Data entries
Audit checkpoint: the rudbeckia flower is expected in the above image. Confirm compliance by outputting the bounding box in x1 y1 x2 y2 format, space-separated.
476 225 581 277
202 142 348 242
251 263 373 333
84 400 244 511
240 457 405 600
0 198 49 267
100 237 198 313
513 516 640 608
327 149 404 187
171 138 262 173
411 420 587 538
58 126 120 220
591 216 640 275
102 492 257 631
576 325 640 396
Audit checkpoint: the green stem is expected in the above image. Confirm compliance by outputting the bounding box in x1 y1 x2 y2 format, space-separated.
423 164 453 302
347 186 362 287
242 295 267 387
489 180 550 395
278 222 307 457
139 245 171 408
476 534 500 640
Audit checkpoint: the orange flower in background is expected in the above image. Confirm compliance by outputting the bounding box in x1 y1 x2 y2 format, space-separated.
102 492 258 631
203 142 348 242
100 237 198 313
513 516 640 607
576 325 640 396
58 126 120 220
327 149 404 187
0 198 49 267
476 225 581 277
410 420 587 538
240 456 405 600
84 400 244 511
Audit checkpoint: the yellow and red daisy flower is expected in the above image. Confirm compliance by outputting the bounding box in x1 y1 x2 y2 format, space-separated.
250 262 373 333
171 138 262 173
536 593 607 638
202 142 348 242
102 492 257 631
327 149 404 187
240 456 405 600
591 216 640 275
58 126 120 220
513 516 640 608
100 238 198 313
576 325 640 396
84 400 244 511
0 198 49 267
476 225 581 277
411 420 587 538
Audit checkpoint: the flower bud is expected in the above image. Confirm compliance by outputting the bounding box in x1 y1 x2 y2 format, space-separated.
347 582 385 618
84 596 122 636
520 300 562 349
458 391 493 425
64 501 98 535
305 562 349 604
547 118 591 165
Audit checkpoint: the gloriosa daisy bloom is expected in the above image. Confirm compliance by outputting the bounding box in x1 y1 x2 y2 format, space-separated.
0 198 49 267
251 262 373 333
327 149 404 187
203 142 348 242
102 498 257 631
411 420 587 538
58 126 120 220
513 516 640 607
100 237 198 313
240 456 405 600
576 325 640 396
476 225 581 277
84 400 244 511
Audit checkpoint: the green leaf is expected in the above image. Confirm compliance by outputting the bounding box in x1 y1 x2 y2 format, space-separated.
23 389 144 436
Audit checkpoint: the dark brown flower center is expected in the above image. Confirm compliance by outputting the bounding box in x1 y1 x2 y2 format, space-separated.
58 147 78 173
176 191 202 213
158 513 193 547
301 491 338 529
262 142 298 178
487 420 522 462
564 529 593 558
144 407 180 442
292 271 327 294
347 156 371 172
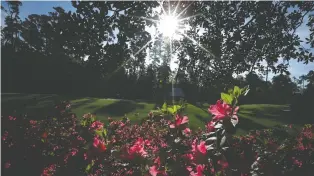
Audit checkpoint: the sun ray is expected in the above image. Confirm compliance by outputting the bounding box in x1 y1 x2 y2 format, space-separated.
106 33 159 79
134 16 159 24
178 13 202 22
172 0 180 16
158 1 167 14
168 0 171 15
176 2 193 19
181 33 217 58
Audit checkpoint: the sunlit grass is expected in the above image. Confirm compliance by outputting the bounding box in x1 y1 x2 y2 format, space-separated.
2 94 291 134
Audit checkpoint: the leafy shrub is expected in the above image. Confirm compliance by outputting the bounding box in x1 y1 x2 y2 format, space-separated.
2 87 314 176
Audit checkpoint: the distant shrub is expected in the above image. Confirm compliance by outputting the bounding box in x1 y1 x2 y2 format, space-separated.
2 87 314 176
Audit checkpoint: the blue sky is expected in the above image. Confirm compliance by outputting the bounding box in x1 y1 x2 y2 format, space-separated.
1 1 314 80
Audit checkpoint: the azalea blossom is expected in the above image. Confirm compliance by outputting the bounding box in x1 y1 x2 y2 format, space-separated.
190 164 205 176
197 141 207 155
90 120 104 130
128 138 147 159
206 121 215 132
149 165 166 176
170 114 189 128
208 100 239 120
217 160 229 169
93 136 107 152
183 128 192 136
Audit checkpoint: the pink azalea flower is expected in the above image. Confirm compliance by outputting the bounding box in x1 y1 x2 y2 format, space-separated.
190 164 205 176
218 160 229 169
149 165 159 176
208 100 239 120
197 141 207 155
93 136 107 152
183 128 192 136
128 138 147 159
206 121 215 132
90 120 104 130
149 165 166 176
170 114 189 128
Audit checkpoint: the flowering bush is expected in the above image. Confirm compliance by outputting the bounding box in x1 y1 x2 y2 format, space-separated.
1 86 314 176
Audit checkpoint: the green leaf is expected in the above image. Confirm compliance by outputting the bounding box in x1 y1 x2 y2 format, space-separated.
233 86 241 98
221 93 233 104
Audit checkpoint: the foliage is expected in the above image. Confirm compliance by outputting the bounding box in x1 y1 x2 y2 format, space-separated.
1 1 314 103
1 86 314 176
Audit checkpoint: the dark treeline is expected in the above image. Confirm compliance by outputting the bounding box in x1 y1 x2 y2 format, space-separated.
1 1 314 103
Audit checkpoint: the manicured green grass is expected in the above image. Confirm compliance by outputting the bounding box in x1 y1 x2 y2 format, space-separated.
1 94 302 134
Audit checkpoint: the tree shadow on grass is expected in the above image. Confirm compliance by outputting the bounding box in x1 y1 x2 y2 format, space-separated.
95 100 145 117
1 94 61 120
71 98 97 109
237 118 267 131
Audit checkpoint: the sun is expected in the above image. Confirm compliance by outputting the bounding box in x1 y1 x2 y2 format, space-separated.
158 15 179 38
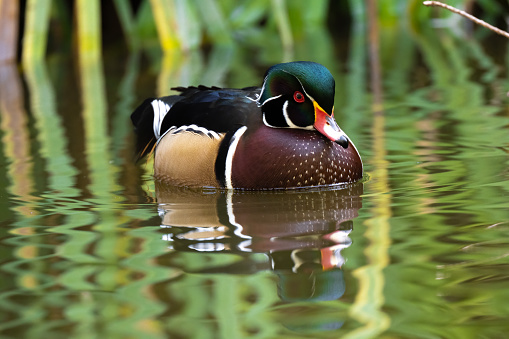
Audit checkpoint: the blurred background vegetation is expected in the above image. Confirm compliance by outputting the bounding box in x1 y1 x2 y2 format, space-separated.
0 0 509 338
0 0 508 62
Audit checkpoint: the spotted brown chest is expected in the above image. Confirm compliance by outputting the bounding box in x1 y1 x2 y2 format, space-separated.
228 126 362 189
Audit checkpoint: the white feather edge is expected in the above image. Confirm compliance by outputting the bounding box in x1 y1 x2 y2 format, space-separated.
224 126 247 189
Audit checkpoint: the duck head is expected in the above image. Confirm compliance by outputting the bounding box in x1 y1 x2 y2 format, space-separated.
257 61 349 148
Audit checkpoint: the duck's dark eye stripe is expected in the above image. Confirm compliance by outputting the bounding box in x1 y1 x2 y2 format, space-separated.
293 91 305 103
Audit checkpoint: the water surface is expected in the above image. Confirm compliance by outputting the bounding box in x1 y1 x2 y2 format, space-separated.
0 14 509 339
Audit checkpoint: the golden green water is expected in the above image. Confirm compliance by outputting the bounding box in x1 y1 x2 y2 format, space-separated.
0 12 509 339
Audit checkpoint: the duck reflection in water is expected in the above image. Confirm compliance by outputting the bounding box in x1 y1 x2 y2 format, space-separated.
156 182 363 301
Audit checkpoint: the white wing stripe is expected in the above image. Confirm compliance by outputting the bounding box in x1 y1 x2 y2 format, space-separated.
224 126 247 189
151 99 170 139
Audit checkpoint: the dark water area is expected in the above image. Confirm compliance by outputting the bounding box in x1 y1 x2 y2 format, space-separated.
0 7 509 339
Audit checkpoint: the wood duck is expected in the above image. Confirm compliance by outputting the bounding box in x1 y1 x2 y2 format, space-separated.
131 61 363 190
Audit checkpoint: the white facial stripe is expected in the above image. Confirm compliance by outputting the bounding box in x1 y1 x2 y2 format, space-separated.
283 100 299 128
224 126 247 189
262 94 282 106
323 124 348 140
150 99 170 139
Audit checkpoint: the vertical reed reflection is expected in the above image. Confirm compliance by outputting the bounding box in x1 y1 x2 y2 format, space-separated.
346 0 391 338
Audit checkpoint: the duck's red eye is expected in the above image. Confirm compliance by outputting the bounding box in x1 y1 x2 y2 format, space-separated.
293 91 305 103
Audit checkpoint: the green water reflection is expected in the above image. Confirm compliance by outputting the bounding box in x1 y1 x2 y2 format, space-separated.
0 5 509 338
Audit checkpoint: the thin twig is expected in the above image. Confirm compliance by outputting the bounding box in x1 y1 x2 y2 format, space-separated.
422 1 509 39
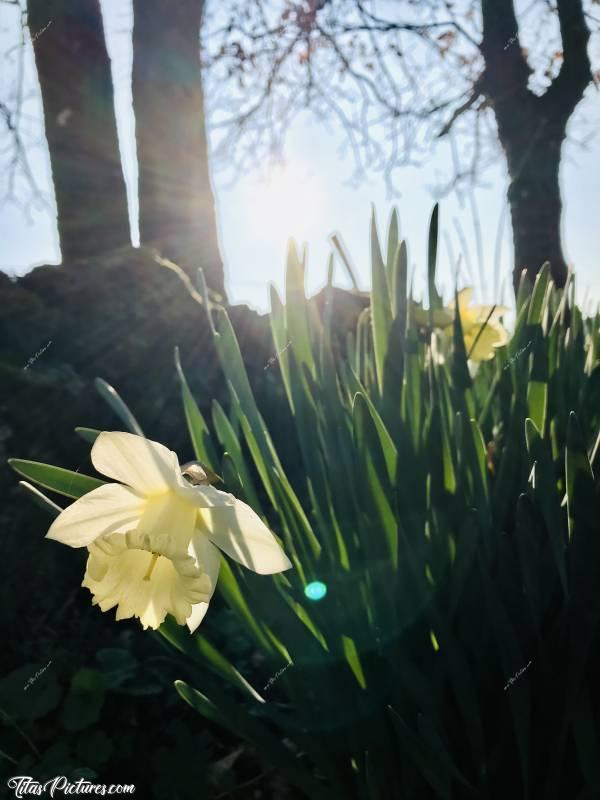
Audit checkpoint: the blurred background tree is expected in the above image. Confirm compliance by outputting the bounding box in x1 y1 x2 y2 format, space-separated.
24 0 225 297
204 0 598 288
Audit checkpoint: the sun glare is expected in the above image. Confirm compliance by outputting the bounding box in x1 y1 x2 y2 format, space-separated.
248 166 321 242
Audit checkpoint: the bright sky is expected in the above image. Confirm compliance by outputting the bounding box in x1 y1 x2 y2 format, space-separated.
0 0 600 311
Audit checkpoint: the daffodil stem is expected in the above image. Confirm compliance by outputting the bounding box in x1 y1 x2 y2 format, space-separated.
138 553 158 581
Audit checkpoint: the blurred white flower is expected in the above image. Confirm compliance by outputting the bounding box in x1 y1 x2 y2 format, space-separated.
47 432 292 631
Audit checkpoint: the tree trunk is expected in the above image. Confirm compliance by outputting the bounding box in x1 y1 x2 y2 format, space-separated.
28 0 131 263
501 118 568 292
133 0 225 299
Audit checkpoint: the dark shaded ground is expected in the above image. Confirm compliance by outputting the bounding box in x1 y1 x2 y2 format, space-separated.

Given problem
Rewrite the records starting with the line that contains "Audit checkpoint: the wood" and going on through the line that contains "0 5 509 338", putting "anticipated" in place of "expected" and leaving everything else unchanged. Provide only those lines.

Full solution
Audit checkpoint: the wood duck is anticipated in the above image. Confirm compliance by outputting the bounding box in x1 y1 x2 y2 format, space-separated.
131 61 363 190
Audit checkpoint: the white facial stripe is anticipated in the above image. Confirm compliance by outputting the bounding box in x1 y1 x2 y2 format, space-separated.
283 100 299 128
224 126 247 189
262 94 282 106
323 124 348 140
150 99 170 139
Audit checkpoint: the vertical reed reflection is anticipated in the above image. Confirm compliance by outputting the bounding box in x1 y1 x2 y2 format, space-separated.
346 0 391 338
Audit checkpoint: the duck's red eye is anticipated in the above image. Confirm compliance by outputting the bounding box in x1 y1 x2 y2 format, space-separated.
293 91 305 103
Audit checkpoint: the green water reflection is anticipated in the above image. Confirm compliance by outputting the bounding box in x1 y1 x2 y2 format, space-separated.
0 5 509 338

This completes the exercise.